## Selected passage
Skip to content

Configuration of the data warehouse#

Mappings in seed tables#

The implementation repo template will include default Ed-Fi descriptors and defaults for configuration of analytic interpretation. If your implementation has custom descriptors, they must be added to the following dbt seed tables. This reference guide will help you know where to look.

  • xwalk_attendance_events.csv: give attendanceEventDescriptors an analytic interpretation for whether a student is absent or not

  • xwalk_calendar_events.csv: determine which calendarEventDescriptors are and are not school days

  • xwalk_course_level_characteristics.csv: give course characteristics an analytic interpretation in standard categories for grouping of courses

  • xwalk_discipline_actions.csv: assign severity order and indicator (e.g. in-school, out-of-school, expulsion, minor) to discipline actions

  • xwalk_id_types_course.csv: assign types of course codes; common are local and state

  • xwalk_id_types_ed_org.csv: assign types of education organization IDs; common are state, local, and NCES codes

  • xwalk_id_types_staff.csv: assign types of educator IDs, common are state and district / local

  • xwalk_id_types_student.csv: assign types of student IDs; common are state and district / local

  • xwalk_letter_grades.csv: give letter grades an analytic interpretation about whether to include in GPA calculations, GPA points, D/F categorization, and sort orders.

  • metrics_thresholds/absentee_categories.csv: assign thresholds to arbitrary number of categories for absenteeism.

  • student/xwalk_student_characteristics.csv: standardize student characteristics into binary indicators

  • assessments/xwalk_student_assessment_subject: assign subject to a student assessment record based on a score result. This is necessary when an assessment identifier does not map to a single subject (e.g. 'NWEA_MAP_V1')

## Instruction 1
Collect every line of the entries below that contains the string "dome", and copy each one in full. Case counts.

## Supplied material

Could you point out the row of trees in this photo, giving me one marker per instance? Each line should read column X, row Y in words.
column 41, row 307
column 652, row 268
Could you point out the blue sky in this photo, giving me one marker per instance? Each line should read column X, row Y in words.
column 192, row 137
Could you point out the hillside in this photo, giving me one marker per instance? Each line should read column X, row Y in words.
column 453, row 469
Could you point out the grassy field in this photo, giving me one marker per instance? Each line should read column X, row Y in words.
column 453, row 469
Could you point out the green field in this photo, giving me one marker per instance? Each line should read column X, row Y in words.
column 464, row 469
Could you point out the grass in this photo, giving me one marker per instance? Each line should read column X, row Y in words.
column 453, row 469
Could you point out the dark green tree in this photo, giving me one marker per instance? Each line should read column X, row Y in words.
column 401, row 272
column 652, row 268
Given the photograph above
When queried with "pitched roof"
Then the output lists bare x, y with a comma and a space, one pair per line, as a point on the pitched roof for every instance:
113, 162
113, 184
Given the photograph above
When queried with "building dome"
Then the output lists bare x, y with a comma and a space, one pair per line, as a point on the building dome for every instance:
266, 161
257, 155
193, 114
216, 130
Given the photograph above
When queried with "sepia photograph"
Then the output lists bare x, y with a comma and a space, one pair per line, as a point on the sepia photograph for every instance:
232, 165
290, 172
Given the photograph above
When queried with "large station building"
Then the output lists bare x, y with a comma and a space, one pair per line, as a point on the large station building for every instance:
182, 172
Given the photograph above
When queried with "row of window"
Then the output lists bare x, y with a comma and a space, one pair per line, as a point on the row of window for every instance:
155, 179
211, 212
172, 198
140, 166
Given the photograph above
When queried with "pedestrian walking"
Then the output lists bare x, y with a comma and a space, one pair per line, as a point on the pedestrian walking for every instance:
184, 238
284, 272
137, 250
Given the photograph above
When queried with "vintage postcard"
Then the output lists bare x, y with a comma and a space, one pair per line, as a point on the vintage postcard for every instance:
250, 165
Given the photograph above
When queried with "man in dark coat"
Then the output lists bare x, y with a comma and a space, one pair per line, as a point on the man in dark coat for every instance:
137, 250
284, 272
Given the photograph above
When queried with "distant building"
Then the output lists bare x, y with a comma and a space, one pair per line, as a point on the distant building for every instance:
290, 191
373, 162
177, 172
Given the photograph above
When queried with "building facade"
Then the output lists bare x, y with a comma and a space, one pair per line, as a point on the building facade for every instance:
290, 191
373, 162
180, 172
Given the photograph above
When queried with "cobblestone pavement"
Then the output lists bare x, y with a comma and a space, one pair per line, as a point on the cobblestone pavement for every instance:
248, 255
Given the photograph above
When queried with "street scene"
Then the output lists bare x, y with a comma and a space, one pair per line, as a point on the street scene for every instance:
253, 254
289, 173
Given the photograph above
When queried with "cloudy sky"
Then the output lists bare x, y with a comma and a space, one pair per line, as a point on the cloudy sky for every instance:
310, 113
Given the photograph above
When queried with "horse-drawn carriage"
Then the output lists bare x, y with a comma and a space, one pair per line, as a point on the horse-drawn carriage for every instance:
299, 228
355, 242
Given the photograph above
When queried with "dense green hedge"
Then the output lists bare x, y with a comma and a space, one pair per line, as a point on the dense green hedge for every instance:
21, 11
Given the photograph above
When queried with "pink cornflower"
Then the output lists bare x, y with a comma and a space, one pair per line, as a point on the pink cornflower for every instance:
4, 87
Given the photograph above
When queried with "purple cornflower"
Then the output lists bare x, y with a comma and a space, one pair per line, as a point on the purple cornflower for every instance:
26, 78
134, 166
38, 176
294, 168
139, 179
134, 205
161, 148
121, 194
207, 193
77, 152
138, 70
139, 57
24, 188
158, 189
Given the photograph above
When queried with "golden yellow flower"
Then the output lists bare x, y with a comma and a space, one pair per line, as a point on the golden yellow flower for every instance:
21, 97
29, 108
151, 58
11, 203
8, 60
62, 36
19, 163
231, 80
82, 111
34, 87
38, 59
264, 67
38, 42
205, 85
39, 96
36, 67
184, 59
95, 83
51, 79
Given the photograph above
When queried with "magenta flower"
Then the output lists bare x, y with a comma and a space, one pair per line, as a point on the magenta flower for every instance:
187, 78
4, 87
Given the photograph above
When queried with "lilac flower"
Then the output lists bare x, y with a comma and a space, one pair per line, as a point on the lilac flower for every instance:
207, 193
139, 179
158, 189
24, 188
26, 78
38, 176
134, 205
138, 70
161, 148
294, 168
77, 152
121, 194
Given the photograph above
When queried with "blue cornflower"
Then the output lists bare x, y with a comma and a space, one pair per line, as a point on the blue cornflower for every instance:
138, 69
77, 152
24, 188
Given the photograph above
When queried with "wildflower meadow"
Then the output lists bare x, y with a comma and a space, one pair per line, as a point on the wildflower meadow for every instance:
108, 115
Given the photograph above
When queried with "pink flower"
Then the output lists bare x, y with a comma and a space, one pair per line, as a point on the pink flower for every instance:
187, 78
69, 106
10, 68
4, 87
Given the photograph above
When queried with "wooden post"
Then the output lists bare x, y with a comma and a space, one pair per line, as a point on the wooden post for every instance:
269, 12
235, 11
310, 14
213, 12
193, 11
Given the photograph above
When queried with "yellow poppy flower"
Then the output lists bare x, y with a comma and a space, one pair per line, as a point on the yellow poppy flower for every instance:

## Instruction 2
Quote the entire page on configuring the data warehouse above, word for word and line for line.

## Exercise response 1
When queried with "building dome"
Then the output lists bare x, y with a comma and a space, one pair per line, as a point on the building dome for every instance:

## Exercise response 2
Skip to content

Configuration of the data warehouse#

Mappings in seed tables#

The implementation repo template will include default Ed-Fi descriptors and defaults for configuration of analytic interpretation. If your implementation has custom descriptors, they must be added to the following dbt seed tables. This reference guide will help you know where to look.

  • xwalk_attendance_events.csv: give attendanceEventDescriptors an analytic interpretation for whether a student is absent or not

  • xwalk_calendar_events.csv: determine which calendarEventDescriptors are and are not school days

  • xwalk_course_level_characteristics.csv: give course characteristics an analytic interpretation in standard categories for grouping of courses

  • xwalk_discipline_actions.csv: assign severity order and indicator (e.g. in-school, out-of-school, expulsion, minor) to discipline actions

  • xwalk_id_types_course.csv: assign types of course codes; common are local and state

  • xwalk_id_types_ed_org.csv: assign types of education organization IDs; common are state, local, and NCES codes

  • xwalk_id_types_staff.csv: assign types of educator IDs, common are state and district / local

  • xwalk_id_types_student.csv: assign types of student IDs; common are state and district / local

  • xwalk_letter_grades.csv: give letter grades an analytic interpretation about whether to include in GPA calculations, GPA points, D/F categorization, and sort orders.

  • metrics_thresholds/absentee_categories.csv: assign thresholds to arbitrary number of categories for absenteeism.

  • student/xwalk_student_characteristics.csv: standardize student characteristics into binary indicators

  • assessments/xwalk_student_assessment_subject: assign subject to a student assessment record based on a score result. This is necessary when an assessment identifier does not map to a single subject (e.g. 'NWEA_MAP_V1')